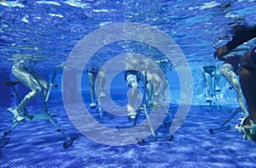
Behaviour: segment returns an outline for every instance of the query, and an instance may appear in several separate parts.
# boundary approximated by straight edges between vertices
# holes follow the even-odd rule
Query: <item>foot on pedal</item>
[[[133,109],[131,105],[127,105],[127,115],[131,120],[134,120],[136,118],[136,109]]]
[[[220,91],[221,91],[221,89],[220,89],[220,87],[215,87],[215,89],[214,89],[214,91],[215,91],[215,92],[220,92]]]
[[[95,109],[96,107],[96,104],[95,103],[92,103],[90,104],[90,109]]]
[[[105,92],[101,92],[100,97],[101,98],[106,98],[106,93]]]
[[[25,121],[25,116],[22,113],[19,112],[16,109],[9,108],[7,109],[9,112],[10,112],[14,115],[13,122],[18,122],[20,120]]]

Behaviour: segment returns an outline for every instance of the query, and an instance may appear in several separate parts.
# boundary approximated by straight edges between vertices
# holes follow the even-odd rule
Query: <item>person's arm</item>
[[[224,56],[230,53],[236,47],[254,37],[256,37],[256,26],[237,31],[230,42],[217,48],[214,53],[214,58],[218,57],[219,60],[225,61],[226,59]]]

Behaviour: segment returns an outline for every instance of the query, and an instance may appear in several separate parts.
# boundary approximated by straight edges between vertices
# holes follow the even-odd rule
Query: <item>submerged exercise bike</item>
[[[15,122],[14,125],[11,126],[11,128],[9,128],[9,130],[7,130],[6,132],[3,132],[3,135],[0,138],[0,147],[3,147],[4,145],[8,144],[9,138],[7,137],[7,136],[19,125],[20,122],[26,122],[26,121],[33,120],[49,120],[56,128],[56,132],[61,132],[62,135],[66,137],[66,140],[63,142],[63,148],[67,148],[68,147],[73,145],[73,141],[78,138],[78,136],[77,135],[68,136],[53,120],[53,117],[55,117],[55,115],[53,115],[50,111],[49,111],[48,107],[47,107],[49,98],[49,95],[51,92],[51,89],[54,87],[54,82],[55,82],[57,70],[59,69],[63,68],[64,66],[65,66],[65,64],[62,63],[62,64],[55,66],[55,71],[52,76],[52,78],[51,78],[51,81],[50,81],[50,83],[49,83],[49,86],[48,88],[48,92],[47,92],[47,94],[46,94],[46,97],[44,99],[44,107],[43,107],[43,109],[41,110],[41,114],[30,114],[30,113],[28,113],[27,109],[25,108],[24,113],[23,113],[25,119],[21,120],[20,121]],[[4,85],[12,87],[12,90],[14,91],[15,95],[17,97],[17,98],[20,102],[22,100],[22,98],[20,97],[20,94],[15,88],[15,86],[19,83],[20,83],[20,81],[4,81],[3,82]]]

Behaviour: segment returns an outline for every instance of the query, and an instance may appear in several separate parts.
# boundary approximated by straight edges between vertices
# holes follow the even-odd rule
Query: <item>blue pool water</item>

::::::::::

**What is needed**
Place every line of the material above into a Markdown table with two columns, "Index" for the row number and "Entry" for the line. Omit blank lines and leave out the pictures.

**Exercise answer**
| Index | Entry |
|---|---|
| 1 | Behaviour: segment returns an outline for every instance of the query, and an instance may appear in several separate parts. |
| 2 | # boundary approximated by straight edges between vertices |
| 3 | # holes follow the even-odd rule |
| 4 | Query: <item>foot on pedal</item> |
| 5 | [[[133,109],[131,105],[127,105],[127,115],[131,120],[134,120],[136,118],[136,109]]] |
| 6 | [[[220,91],[221,91],[221,89],[220,89],[220,87],[215,87],[215,89],[214,89],[214,91],[215,91],[215,92],[220,92]]] |
| 7 | [[[95,109],[96,107],[96,104],[95,103],[92,103],[90,104],[90,109]]] |
| 8 | [[[105,92],[101,92],[100,97],[101,98],[106,98],[106,93]]] |
| 9 | [[[25,121],[25,116],[22,113],[19,112],[16,109],[9,108],[7,109],[9,112],[10,112],[14,115],[13,122],[18,122],[20,120]]] |
| 10 | Behaviour: segment returns an outline for every instance of the query, and an instance may appear in several separate parts. |
| 11 | # boundary approximated by straight edges between vertices |
| 12 | # holes follow the even-odd rule |
| 13 | Query: <item>person's arm</item> |
| 14 | [[[224,56],[230,53],[236,47],[254,37],[256,37],[256,26],[237,31],[230,42],[217,48],[214,53],[214,58],[218,57],[219,60],[225,61],[226,59]]] |
| 15 | Behaviour: segment returns an outline for every instance of the query, and an instance may appear in several separate parts. |
| 16 | # boundary approximated by straight edges between vertices |
| 17 | # holes follow the even-odd rule |
| 18 | Query: <item>submerged exercise bike</item> |
| 19 | [[[15,122],[14,125],[11,126],[11,128],[9,128],[9,130],[7,130],[6,132],[3,132],[3,135],[0,138],[0,147],[3,147],[4,145],[8,144],[9,138],[7,137],[7,136],[19,125],[20,122],[26,122],[26,121],[33,120],[49,120],[56,128],[56,132],[61,132],[62,135],[66,137],[66,140],[63,142],[63,148],[67,148],[68,147],[73,145],[73,141],[78,138],[78,136],[77,135],[68,136],[53,120],[53,117],[55,117],[55,115],[53,115],[50,111],[49,111],[48,107],[47,107],[49,98],[49,95],[51,92],[51,89],[54,87],[54,82],[55,82],[57,70],[59,69],[63,68],[64,66],[65,66],[65,64],[62,63],[62,64],[55,66],[55,71],[52,76],[52,78],[51,78],[51,81],[50,81],[50,83],[49,83],[49,86],[48,88],[48,92],[47,92],[47,94],[46,94],[46,97],[44,99],[44,107],[43,107],[43,109],[41,110],[41,114],[30,114],[30,113],[28,113],[27,109],[25,108],[24,113],[23,113],[25,119],[21,120],[20,121]],[[4,85],[12,87],[12,90],[14,91],[15,95],[17,97],[17,98],[20,102],[22,100],[22,98],[20,97],[20,94],[15,88],[15,86],[19,83],[20,83],[20,81],[4,81],[3,82]]] |
| 20 | Behaviour: segment returns an outline for every instance of the query, and an instance may appear in several separate parts. |
| 21 | # boundary approximated by straight edges between vertices |
| 22 | # holes follow the even-odd rule |
| 23 | Query: <item>blue pool water</item> |